§ Source extract:
-- -- --

Unlock the Editor’s Digest for free
Roula Khalaf, Editor of the FT, selects her favourite stories in this weekly newsletter.
If you stream a song on Spotify, how much money does the artist make? Many of us, it seems, have not given this question much thought, even though Spotify has for over a decade been a major part of the way people listen to music. According to the American music critic Liz Pelly, in her passionate and rigorous book Mood Machine, the platform has been profoundly damaging for all but the most commercially successful musicians and even shaped the kind of music that they make.
Like many digital start-ups, Spotify, which was founded in Sweden in 2006 by tech entrepreneurs Daniel Ek and Martin Lorentzon, purported to be revolutionising an industry when really it was just reinforcing the status quo. It sold itself to the major record labels — Sony, Universal and Warner Music Group — as the solution to the download piracy that ended the lucrative CD era in the early 2000s. At the same time, Spotify promised to liberate music for listeners by putting every song in the world at their fingertips.
Spotify’s agreements with major labels were shrouded in secrecy, but it did not take long for musicians to notice their earnings falling. “Spotify does not pay artists per stream, but rather through a complex pro rata revenue share system,” writes Pelly. “And in fact, Spotify does not directly pay artists: it pays ‘rights-holders,’ entities like record labels, distribution companies, and aggregators, which maintain deals with Spotify on behalf of artists . . . ”
In 2012, Spotify commissioned research into its users listening habits and, according to a source, who Pelly says was “close to the company at the time”, the firm “realized active listening was a smaller part of the experience. There were way more listening hours using music as a background experience — people who wanted to lean back and let Spotify choose things . . . They started to think about how to optimize for that experience, for a less engaged user.”
This realisation prompted Spotify to start promoting playlists to soundtrack work, study, fitness routines, and shopping. The insidiousness of the playlists is arguably what sets Spotify apart from other streamers because they detach the music from its maker. These playlists are not the same as compilations that introduce listeners to artists whose catalogues they may wish to explore, but instead champion bland background music. “Listeners,” Pelly explains, “often weren’t even aware of what song or artist they were hearing.”

This laid the groundwork for Spotify to move towards promoting AI-generated music, which is already on the platform and which Pelly fears could come to play an increasingly significant role in its offering. She believes Spotify is attracted to AI “for the same reason that other industry power players were clamouring to harness its potential: it opened up a possible new pool of cheap content.”

-- -- --

§ Supplied records:
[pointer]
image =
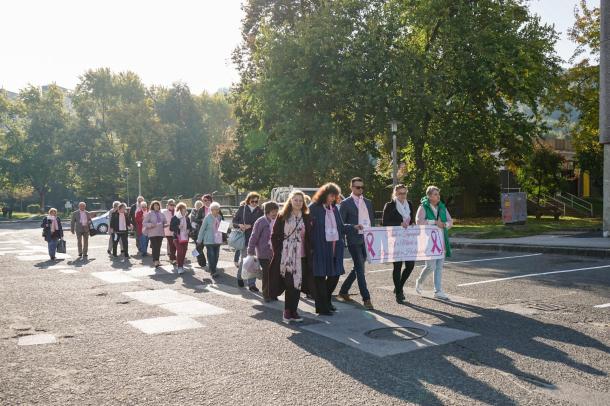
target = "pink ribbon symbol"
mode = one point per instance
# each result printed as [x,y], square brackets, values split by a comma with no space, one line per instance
[435,240]
[369,243]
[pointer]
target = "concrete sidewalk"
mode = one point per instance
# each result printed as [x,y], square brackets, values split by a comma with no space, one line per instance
[547,243]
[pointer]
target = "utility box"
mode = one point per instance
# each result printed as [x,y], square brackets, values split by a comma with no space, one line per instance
[514,208]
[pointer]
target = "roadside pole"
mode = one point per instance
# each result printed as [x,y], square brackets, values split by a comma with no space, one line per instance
[604,107]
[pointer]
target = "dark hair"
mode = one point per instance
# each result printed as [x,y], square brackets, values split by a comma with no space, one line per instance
[250,196]
[287,208]
[324,191]
[270,206]
[356,179]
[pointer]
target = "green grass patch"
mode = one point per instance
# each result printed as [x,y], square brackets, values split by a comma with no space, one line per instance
[493,227]
[22,216]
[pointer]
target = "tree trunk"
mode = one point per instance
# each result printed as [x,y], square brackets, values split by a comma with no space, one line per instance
[42,194]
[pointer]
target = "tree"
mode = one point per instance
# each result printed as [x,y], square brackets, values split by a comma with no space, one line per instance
[577,94]
[320,80]
[35,129]
[540,175]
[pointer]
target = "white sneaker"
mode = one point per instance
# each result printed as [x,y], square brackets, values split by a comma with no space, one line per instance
[417,287]
[441,295]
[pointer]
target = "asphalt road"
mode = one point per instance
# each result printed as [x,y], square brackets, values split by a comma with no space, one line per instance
[521,329]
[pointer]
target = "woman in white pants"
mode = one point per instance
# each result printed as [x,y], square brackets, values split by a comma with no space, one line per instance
[434,212]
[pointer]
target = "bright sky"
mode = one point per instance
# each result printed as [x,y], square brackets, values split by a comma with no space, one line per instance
[162,41]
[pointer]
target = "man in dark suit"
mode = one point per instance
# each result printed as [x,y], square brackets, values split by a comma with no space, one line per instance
[357,209]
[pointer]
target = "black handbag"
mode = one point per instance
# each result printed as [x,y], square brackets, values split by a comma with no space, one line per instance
[61,246]
[92,230]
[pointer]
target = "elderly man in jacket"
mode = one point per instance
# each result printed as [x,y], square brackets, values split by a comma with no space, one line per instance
[357,209]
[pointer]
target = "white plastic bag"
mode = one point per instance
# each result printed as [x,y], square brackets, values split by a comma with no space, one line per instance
[251,268]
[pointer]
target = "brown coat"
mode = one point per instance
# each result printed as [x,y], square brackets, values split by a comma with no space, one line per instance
[276,284]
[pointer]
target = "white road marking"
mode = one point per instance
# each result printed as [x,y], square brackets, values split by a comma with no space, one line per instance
[114,277]
[602,306]
[37,339]
[492,259]
[165,324]
[193,308]
[159,296]
[534,275]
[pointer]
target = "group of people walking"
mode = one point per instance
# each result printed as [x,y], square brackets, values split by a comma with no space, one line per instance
[300,246]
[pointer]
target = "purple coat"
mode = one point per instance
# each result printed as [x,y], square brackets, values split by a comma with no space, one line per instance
[260,240]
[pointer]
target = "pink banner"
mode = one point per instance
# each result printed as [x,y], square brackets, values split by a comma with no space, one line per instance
[393,244]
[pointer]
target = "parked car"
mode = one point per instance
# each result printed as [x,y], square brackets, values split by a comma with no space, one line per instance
[102,222]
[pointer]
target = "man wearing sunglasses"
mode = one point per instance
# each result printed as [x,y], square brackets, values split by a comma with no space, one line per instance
[357,209]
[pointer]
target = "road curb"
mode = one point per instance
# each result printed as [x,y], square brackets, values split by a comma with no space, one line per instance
[579,251]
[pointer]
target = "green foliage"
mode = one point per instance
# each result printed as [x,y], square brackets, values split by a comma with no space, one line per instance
[321,79]
[540,174]
[33,208]
[577,93]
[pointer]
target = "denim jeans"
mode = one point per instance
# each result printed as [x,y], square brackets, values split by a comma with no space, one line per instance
[249,282]
[213,255]
[436,266]
[358,254]
[52,247]
[143,246]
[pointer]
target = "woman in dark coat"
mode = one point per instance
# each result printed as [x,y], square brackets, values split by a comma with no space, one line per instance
[328,241]
[284,274]
[399,212]
[244,220]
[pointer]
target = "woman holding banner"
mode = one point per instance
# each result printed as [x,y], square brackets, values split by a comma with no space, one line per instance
[328,240]
[399,212]
[434,212]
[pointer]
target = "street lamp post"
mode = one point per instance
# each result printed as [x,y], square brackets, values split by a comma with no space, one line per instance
[394,129]
[127,177]
[604,107]
[139,164]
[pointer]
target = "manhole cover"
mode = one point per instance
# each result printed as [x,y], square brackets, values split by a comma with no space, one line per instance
[396,333]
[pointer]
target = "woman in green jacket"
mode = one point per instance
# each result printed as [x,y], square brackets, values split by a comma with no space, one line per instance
[211,237]
[433,212]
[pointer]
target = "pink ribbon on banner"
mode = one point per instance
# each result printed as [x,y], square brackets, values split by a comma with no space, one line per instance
[370,238]
[435,240]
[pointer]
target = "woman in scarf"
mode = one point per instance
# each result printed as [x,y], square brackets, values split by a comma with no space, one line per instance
[399,212]
[154,225]
[181,227]
[52,231]
[328,241]
[433,212]
[211,237]
[141,236]
[120,224]
[290,268]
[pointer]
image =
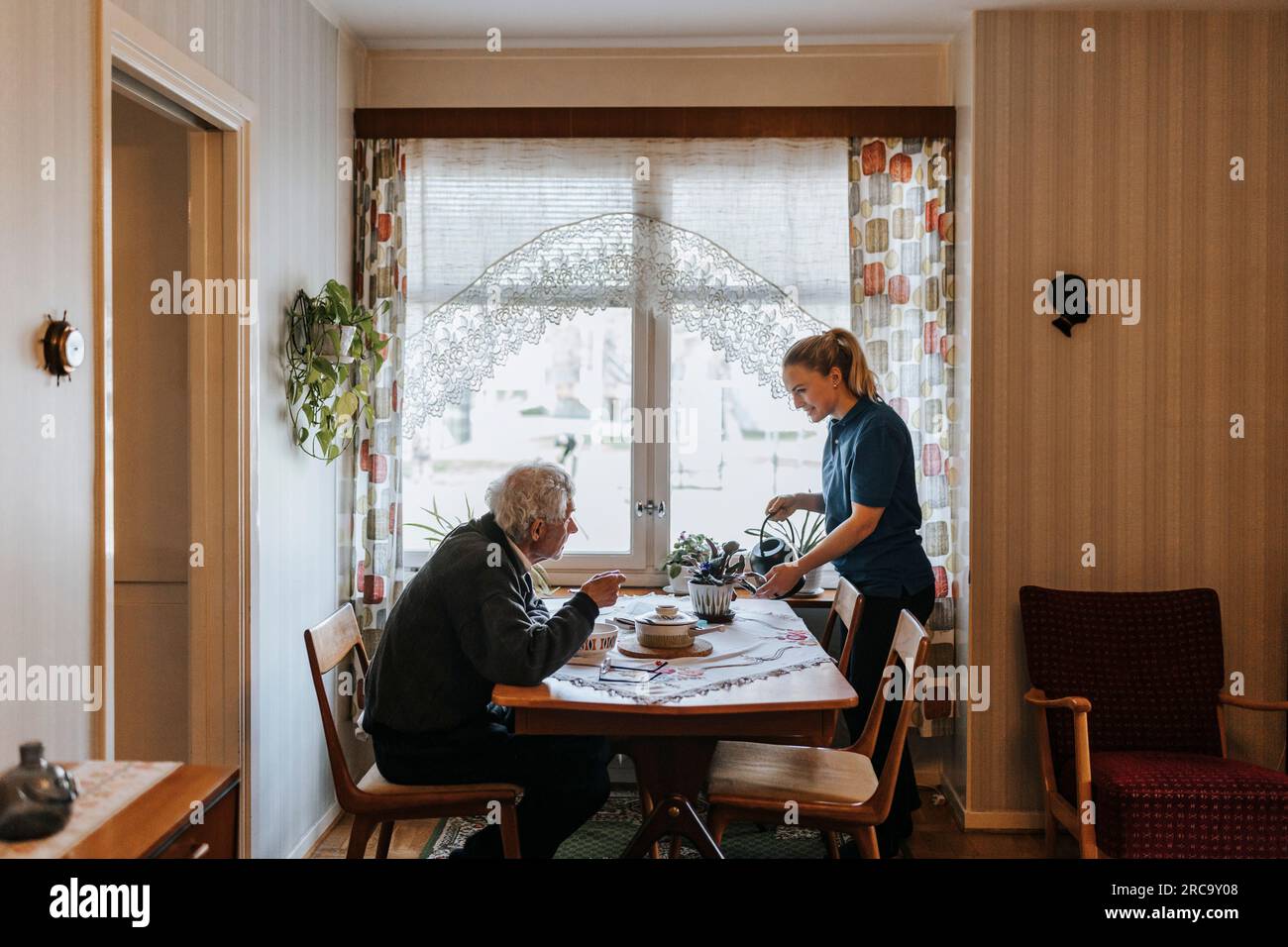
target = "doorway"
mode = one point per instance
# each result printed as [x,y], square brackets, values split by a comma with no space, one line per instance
[175,368]
[151,429]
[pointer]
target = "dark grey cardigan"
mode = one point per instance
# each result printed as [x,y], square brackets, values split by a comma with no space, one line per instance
[468,620]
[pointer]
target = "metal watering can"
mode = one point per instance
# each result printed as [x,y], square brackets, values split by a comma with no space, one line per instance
[765,554]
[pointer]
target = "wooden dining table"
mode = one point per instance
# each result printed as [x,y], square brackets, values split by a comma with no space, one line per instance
[673,742]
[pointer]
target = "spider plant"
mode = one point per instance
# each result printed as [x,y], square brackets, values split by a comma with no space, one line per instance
[442,525]
[802,540]
[690,549]
[724,567]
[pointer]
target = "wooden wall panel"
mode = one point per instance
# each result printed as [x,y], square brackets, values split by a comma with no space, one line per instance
[1116,165]
[876,73]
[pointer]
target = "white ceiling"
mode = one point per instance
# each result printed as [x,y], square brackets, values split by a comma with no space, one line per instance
[549,24]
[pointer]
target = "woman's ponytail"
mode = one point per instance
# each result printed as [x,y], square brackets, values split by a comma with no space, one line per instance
[836,348]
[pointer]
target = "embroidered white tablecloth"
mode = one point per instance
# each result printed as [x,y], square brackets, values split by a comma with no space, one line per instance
[765,639]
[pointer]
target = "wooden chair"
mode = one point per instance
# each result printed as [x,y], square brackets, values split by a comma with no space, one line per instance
[374,800]
[1145,775]
[846,608]
[833,789]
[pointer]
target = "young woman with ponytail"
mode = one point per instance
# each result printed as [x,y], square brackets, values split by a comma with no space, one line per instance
[872,515]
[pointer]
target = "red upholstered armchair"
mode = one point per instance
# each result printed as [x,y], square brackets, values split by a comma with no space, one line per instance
[1129,690]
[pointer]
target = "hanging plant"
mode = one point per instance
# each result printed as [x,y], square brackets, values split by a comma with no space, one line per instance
[333,354]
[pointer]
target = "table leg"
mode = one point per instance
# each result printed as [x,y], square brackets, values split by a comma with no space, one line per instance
[673,771]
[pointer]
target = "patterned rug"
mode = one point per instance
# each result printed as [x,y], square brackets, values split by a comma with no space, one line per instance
[610,830]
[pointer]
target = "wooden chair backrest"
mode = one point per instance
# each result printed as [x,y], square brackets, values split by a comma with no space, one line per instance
[910,650]
[327,644]
[846,608]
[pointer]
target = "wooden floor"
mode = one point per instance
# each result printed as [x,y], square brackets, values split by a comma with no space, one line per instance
[935,836]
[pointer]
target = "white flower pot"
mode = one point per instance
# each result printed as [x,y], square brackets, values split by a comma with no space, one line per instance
[709,600]
[812,581]
[681,583]
[325,347]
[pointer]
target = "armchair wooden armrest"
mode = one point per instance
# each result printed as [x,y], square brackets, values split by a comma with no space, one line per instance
[1249,703]
[1228,699]
[1057,808]
[1038,698]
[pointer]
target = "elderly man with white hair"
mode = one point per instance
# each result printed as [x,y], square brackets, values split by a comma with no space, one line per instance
[471,620]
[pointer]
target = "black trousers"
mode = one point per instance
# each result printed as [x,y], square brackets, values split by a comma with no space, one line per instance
[872,646]
[565,779]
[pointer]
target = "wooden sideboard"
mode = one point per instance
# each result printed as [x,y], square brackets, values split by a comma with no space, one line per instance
[158,823]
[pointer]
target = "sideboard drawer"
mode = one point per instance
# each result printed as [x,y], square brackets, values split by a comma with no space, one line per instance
[215,838]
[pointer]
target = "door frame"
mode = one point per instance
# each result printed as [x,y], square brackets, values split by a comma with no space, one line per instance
[224,447]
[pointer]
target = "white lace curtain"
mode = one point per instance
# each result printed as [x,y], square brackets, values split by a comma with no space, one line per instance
[764,215]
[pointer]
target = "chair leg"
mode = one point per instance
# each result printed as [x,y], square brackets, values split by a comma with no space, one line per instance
[510,830]
[1051,832]
[833,851]
[359,836]
[867,839]
[647,808]
[386,834]
[717,818]
[1087,847]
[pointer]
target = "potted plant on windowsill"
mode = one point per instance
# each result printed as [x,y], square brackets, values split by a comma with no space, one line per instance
[691,551]
[800,541]
[711,585]
[326,393]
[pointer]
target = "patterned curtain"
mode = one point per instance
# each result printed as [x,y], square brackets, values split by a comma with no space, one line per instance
[902,309]
[372,544]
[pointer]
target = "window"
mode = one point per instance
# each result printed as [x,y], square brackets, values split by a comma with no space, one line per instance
[640,408]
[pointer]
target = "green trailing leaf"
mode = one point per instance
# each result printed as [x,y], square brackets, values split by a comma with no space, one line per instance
[326,397]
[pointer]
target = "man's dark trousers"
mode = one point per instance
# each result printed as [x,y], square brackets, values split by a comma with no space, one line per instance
[565,779]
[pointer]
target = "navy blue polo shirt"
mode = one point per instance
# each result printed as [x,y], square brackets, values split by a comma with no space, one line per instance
[868,460]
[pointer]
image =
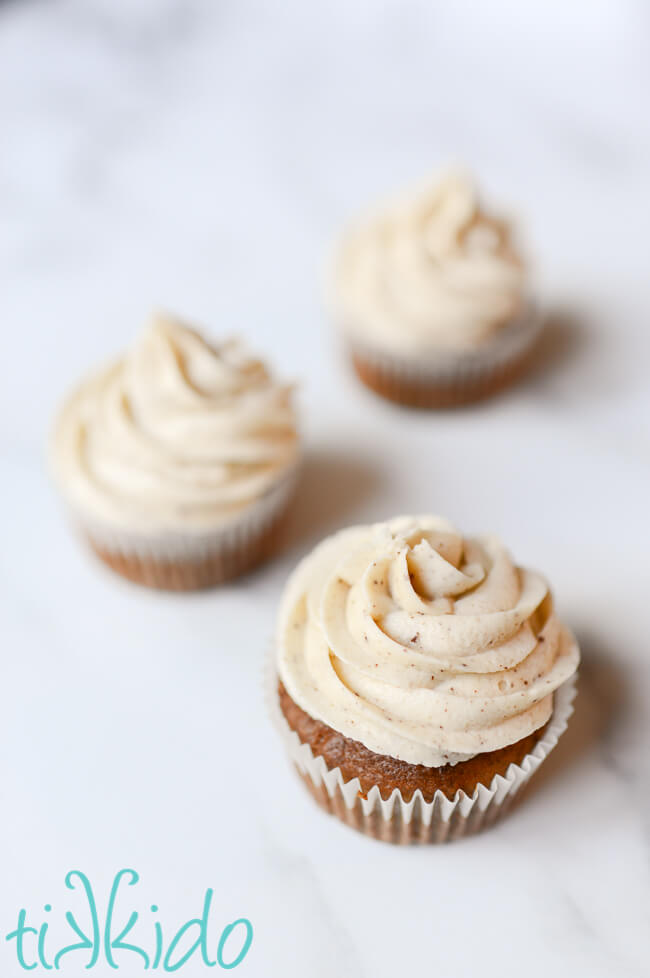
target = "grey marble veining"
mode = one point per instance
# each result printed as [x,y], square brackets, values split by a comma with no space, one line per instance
[202,156]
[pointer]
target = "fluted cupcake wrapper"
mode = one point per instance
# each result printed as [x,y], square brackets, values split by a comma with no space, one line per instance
[447,380]
[416,821]
[184,561]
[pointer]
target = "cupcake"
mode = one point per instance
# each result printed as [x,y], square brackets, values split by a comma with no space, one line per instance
[178,460]
[432,298]
[422,677]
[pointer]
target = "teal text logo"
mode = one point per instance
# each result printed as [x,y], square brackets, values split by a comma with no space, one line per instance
[123,937]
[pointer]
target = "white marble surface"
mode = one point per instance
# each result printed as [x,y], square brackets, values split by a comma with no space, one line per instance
[200,156]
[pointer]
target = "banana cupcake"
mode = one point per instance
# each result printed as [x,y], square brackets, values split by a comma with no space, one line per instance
[432,298]
[422,677]
[178,461]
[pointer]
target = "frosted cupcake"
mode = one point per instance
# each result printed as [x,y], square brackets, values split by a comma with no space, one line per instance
[178,460]
[423,677]
[432,298]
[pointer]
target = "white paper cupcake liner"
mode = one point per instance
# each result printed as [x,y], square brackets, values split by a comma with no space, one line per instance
[417,821]
[184,560]
[448,378]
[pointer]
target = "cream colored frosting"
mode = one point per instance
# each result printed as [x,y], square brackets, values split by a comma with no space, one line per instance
[179,434]
[423,645]
[432,272]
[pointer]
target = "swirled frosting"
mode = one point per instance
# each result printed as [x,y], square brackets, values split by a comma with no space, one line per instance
[421,644]
[431,273]
[177,434]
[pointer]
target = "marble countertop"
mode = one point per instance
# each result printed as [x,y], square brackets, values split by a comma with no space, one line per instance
[201,157]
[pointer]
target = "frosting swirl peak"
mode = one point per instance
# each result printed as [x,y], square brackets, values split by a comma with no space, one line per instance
[431,273]
[177,434]
[422,644]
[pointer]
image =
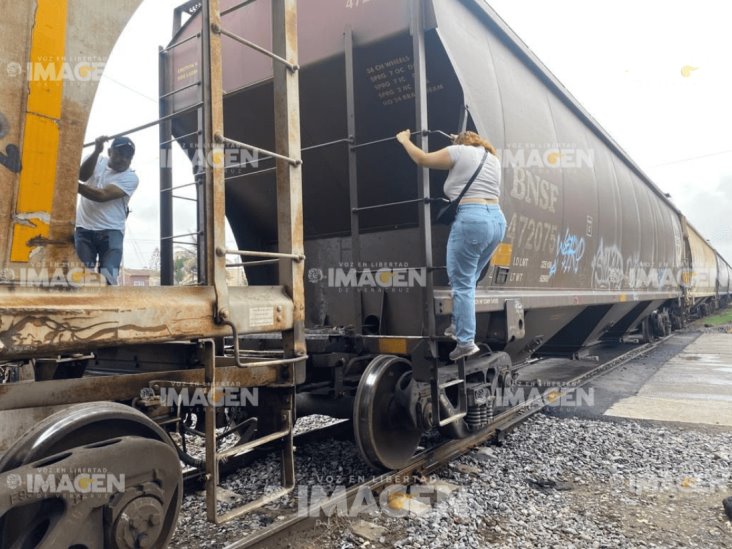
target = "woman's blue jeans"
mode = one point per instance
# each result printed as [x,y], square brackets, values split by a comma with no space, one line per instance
[474,236]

-- -- --

§ What this exercise asks:
**A)** List the activities that, according to the review of Mood Machine, Spotify began promoting playlists to soundtrack.
**B)** Sum up the review of Mood Machine in two sentences.
**C)** Write the next paragraph of the review of Mood Machine, following on from its final sentence.

§ Task-by-task results:
**A)** Work, study, fitness routines, and shopping.

**B)** In Mood Machine, Liz Pelly argues that Spotify, which sold itself to the major labels as the answer to download piracy, has badly hurt all but the most commercially successful musicians, whose earnings fell under a secretive pro rata revenue share system paid through rights-holders. After Spotify found that most listening hours were background listening, it began promoting playlists that detach music from its makers, which laid the groundwork for the AI-generated music Pelly fears could play a growing role on the platform.

**C)**
It is clear where Pelly’s sympathies lie. The first two-thirds of her book can read as a familiarly depressing litany of ways in which Spotify — and tech giants generally — profit from the work of the talented. Then there is the potential for surveillance that is inbuilt in streaming and which Pelly discusses in a riveting chapter, warning: “It might seem like just music, but streaming services are susceptible to what’s called ‘surveillance creep’, or ‘function creep’. A surveillance system might start out with one purpose, but over time, its purpose might shift and expand beyond its original use case.”
Pelly has reported on Spotify’s impact on musicians for the best part of a decade, and has been thorough in her research. If her book occasionally feels repetitive that is because she must hammer home her message to wake us from our streaming-induced stupor.
What is the solution? At the start of the book’s uplifting and instructive final third, Pelly discusses the United Musicians and Allied Workers’ campaign which demanded Spotify “pay artists one penny per stream, end payola [the term that emerged in the 1950s to describe record labels’ under-the-table payments to radio stations in exchange for airplay], make closed-door contracts with major labels transparent, credit all labor in recordings, adopt a user-centric payment model, and stop fighting songwriters in court.”
Some of these demands were included in the Living Wage for Musicians Act introduced to the US Congress last year. The cause is enjoying increasing prominence; at last month’s Grammys, the singer Chappell Roan made a speech urging labels to give musicians “a liveable wage and health insurance”.
Pelly shows that the plight of musicians is bound up with wider struggles for “economic justice”, and encourages us to buy music directly from artists or from independent record shops, and go to gigs. Many of us are already doing these things with renewed commitment, she says, striking an optimistic note at the end: “The corporate culture industry entrenches its power not just through controlling the marketplace but also by controlling the popular imagination, by convincing us that there are no alternatives. The alternatives are growing all around us, though.”
Long term the answers to the problem are the same as they ever were: collectivism, localism, active listening. Something to think about the next time we click play.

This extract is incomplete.